• [Passage provided]
────────
Hugh McKay has a very grumpy rant in the SMH today about the excessiveness of children’s birthday parties. He starts with a description of a two year old’s party, which is more extreme than any two year old’s party I’ve ever been to (I must move in the wrong circles), and then goes on to complain that the parents stayed at the party, blaming helicopter parenting for the fact that parents didn’t just drop their kids off. The first clue that this is mostly a rant about modern parents, and how they aren’t just letting their children be children. While it’s possible that in the older, simpler days which we should all go back to, parents dropped two year olds off at a party to be there by themselves for two hours, it seems a little unlikely to me.
“For some parents, weekends have become an endless round of children’s parties. It’s sometimes more than one a weekend and the parties themselves are steadily becoming slicker, more sophisticated, more elaborate and more competitive; more like quasi-adolescent affairs.”
“As usual, it’s tempting to blame the marketing industry for “doing this to our children” and there are some big moral questions for that industry to ask itself. But who fuels the AC trend by paying for the products and supporting the activities that drive it? Yes, children put pressure on their parents to buy all the accoutrements of premature adulthood, but parents ultimately control what young children buy, how many parties they attend, what media they consume and how they spend their time.”
────────
• [Source data]
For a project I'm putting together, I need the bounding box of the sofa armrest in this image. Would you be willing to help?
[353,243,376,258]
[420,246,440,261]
────────
• [Task set]
• 1. Transcribe the post about children's birthday parties from "Hugh McKay has" up to and including "unlikely to me.".
• 2. In the post about children's birthday parties, what does Hugh McKay blame for parents staying at the party rather than dropping their kids off?
• 3. Continue the post about children's birthday parties from the point where it stops.
The data comes from a different source than the post.

• [Responses in order]
• 1.
Hugh McKay has a very grumpy rant in the SMH today about the excessiveness of children’s birthday parties. He starts with a description of a two year old’s party, which is more extreme than any two year old’s party I’ve ever been to (I must move in the wrong circles), and then goes on to complain that the parents stayed at the party, blaming helicopter parenting for the fact that parents didn’t just drop their kids off. The first clue that this is mostly a rant about modern parents, and how they aren’t just letting their children be children. While it’s possible that in the older, simpler days which we should all go back to, parents dropped two year olds off at a party to be there by themselves for two hours, it seems a little unlikely to me.

• 2. Helicopter parenting.

• 3.
There are several aspects of children’s birthday party culture that do bug me. Party bags (or favours, as our US influenced culture is starting to call them) seem ridiculous to me. When I was going to parties, you got a slice of birthday cake to take home with you, not a collection of sugary sticky sweets that are bound to make a mess of the car going home (and which we immediately tend to confiscate, if we can get away with it). Bigger parties are much more common which leads to two problems – far more frequent parties, and too many presents for the birthday child.
But parties are fun, too. You get to see all your friends out of a school environment, you get to play some silly games, and you learn some social skills like being nice to your guests, and behaving like a host should.
The society my children are growing up in is way richer than the society I grew up in. So parties do happen more often, and more guests are invited. But that is not just a child centred phenomenon. It’s pretty common these days to have a big bash if you have a round number birthday (25, 30, 40, 50…). And most kids these days will have a huge party for both their 18th and 21st parties. That didn’t happen 30 or 40 years ago either.
So if there is a problem with children’s parties, it is a symptom of a wider problem of overconsumption that we as a society have, not another chance to beat parents up for turning their children into adults prematurely.